=== Textauszug ===

Mülheim. Der Belegungsstopp durch die Heimaufsicht für das Bonifatius-Heim in Mülheim gilt zunächst befristet für drei bis vier Wochen. Die aktuelle Prüfung erfolgte aufgrund einer Beschwerde, in der Pflegemängel beklagt wurden. Gravierende Missstände bestehen wohl bereits seit Jahren.
Ein Bericht dieser Zeitungsgruppe über Missstände im Senioren- und Pflegezentrum Bonifatius hat Reaktionen hervorgerufen, die die Schilderungen ausnahmslos bestätigen. Verantwortliche Mitarbeiter des Hauses an der Hingbergstraße hatten von teils „katastrophalen“ Zuständen in der Pflege und Dokumentation berichtet. Nach einer dreitägigen „Anlassprüfung“ durch den MDK am 10. bis 12. Juni verhängte die städtische Heimaufsicht einen Belegungsstopp für die Einrichtung, der nun auch offiziell bestätigt wurde.

=== Gespeicherte Einträge ===

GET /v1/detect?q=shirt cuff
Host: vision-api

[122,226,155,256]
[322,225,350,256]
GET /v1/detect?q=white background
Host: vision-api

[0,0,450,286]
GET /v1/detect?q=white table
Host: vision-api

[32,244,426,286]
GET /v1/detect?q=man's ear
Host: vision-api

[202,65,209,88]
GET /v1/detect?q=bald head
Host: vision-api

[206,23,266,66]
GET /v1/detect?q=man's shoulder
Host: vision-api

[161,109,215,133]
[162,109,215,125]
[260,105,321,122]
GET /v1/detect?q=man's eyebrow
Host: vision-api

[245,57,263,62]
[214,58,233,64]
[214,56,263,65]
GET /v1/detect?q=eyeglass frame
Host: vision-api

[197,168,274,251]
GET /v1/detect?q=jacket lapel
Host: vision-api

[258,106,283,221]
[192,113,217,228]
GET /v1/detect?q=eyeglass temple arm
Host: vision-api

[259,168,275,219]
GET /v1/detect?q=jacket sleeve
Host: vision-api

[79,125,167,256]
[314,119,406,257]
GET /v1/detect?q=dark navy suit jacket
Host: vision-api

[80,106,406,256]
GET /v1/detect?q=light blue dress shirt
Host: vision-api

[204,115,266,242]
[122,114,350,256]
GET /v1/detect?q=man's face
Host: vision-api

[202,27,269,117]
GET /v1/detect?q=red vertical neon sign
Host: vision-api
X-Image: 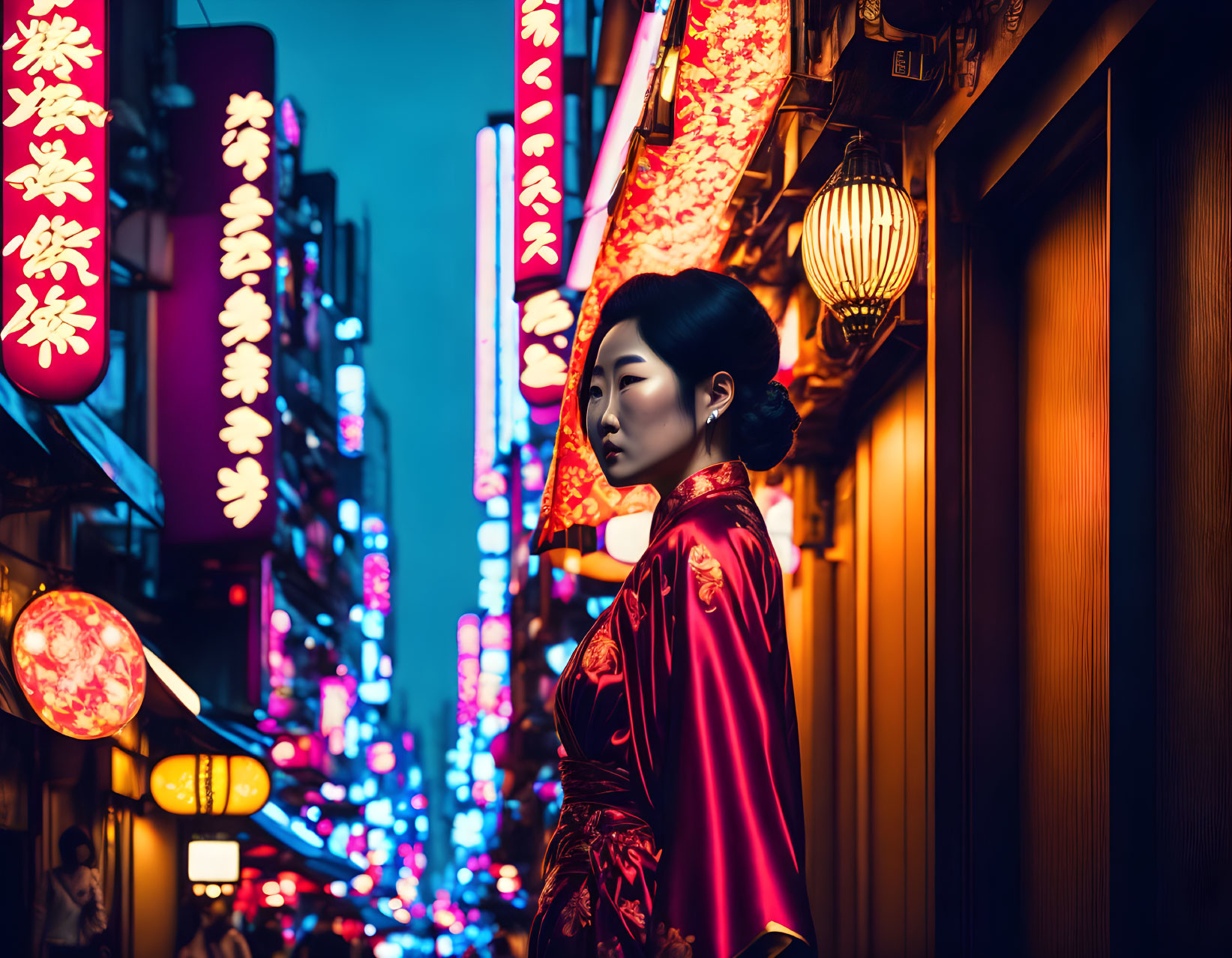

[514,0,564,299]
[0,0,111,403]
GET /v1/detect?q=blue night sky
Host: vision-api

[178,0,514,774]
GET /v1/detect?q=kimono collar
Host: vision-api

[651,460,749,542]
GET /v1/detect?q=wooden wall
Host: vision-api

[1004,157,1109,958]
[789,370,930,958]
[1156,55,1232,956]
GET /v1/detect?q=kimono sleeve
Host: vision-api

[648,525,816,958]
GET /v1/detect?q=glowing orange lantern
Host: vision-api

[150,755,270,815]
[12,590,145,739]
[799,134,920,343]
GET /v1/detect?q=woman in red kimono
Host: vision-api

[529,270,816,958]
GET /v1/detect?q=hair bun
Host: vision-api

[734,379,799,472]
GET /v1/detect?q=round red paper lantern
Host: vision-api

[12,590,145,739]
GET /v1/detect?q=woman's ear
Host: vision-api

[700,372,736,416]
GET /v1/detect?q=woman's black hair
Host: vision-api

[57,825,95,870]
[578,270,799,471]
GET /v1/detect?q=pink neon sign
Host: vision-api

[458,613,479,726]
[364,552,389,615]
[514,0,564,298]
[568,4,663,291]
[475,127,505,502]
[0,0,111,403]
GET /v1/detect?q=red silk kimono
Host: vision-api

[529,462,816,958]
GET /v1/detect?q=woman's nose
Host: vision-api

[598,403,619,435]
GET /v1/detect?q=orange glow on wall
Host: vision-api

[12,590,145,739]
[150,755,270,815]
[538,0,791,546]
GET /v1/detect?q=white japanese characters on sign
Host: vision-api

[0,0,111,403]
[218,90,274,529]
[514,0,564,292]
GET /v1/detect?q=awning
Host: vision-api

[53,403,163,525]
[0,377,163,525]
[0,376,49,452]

===
=== Gespeicherte Einträge ===

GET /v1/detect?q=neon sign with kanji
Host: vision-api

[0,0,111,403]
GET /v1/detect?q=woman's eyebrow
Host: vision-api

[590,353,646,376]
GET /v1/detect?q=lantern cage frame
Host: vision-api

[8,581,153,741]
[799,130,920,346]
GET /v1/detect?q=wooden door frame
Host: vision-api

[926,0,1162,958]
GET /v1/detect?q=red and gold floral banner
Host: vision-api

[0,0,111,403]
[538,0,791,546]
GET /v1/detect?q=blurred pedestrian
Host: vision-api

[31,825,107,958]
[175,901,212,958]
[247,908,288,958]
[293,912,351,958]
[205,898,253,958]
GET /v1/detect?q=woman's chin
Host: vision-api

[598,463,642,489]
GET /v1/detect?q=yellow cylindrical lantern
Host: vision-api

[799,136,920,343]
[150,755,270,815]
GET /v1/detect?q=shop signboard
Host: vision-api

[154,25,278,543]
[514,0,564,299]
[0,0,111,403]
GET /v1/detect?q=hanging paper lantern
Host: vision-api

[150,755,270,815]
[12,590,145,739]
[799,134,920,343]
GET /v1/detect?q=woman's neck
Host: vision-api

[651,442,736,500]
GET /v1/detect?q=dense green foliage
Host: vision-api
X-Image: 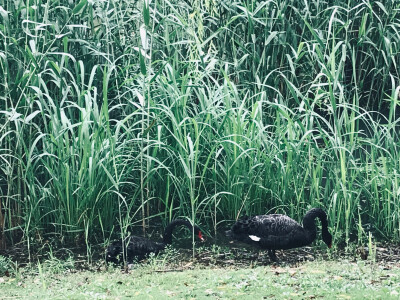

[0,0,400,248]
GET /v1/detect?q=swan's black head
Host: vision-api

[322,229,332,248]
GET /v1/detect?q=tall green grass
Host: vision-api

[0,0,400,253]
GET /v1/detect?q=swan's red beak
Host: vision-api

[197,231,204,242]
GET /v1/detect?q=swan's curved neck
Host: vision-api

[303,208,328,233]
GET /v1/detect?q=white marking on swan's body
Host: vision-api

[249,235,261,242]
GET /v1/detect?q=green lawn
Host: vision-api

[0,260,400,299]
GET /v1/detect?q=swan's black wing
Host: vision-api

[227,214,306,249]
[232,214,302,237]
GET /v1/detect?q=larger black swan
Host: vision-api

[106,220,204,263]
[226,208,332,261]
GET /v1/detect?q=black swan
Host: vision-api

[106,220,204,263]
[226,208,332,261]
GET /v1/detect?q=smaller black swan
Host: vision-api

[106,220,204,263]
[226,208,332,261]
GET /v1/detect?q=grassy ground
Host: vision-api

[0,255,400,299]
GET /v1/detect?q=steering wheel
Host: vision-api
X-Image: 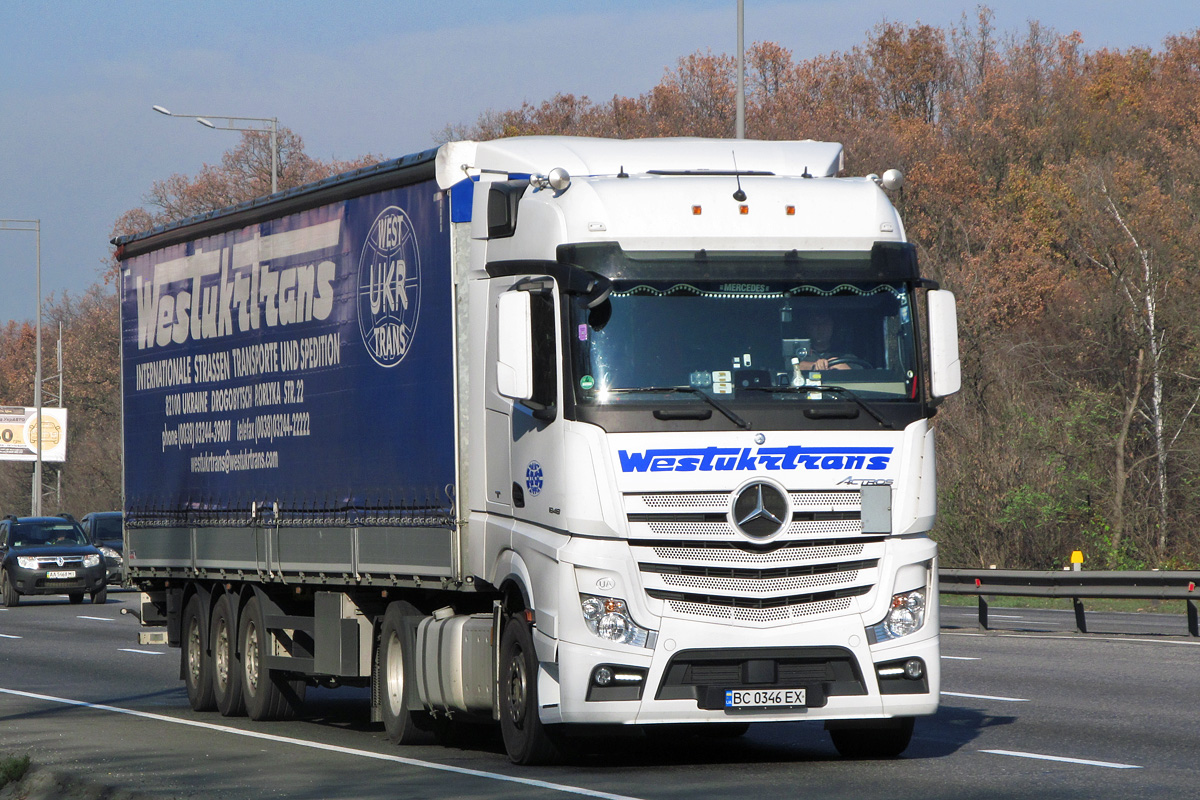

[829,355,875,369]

===

#### Aufgabe 1:
Schreiben Sie aus dem Textauszug über das Bonifatius-Heim die Stelle zwischen „Mülheim. Der Belegungsstopp“ und „bereits seit Jahren.“ einschließlich wörtlich ab.
#### Aufgabe 2:
Für welchen Zeitraum gilt der Belegungsstopp laut dem Textauszug über das Bonifatius-Heim zunächst?

#### Antwort 1:
Mülheim. Der Belegungsstopp durch die Heimaufsicht für das Bonifatius-Heim in Mülheim gilt zunächst befristet für drei bis vier Wochen. Die aktuelle Prüfung erfolgte aufgrund einer Beschwerde, in der Pflegemängel beklagt wurden. Gravierende Missstände bestehen wohl bereits seit Jahren.

#### Antwort 2:
Der Belegungsstopp gilt zunächst befristet für drei bis vier Wochen.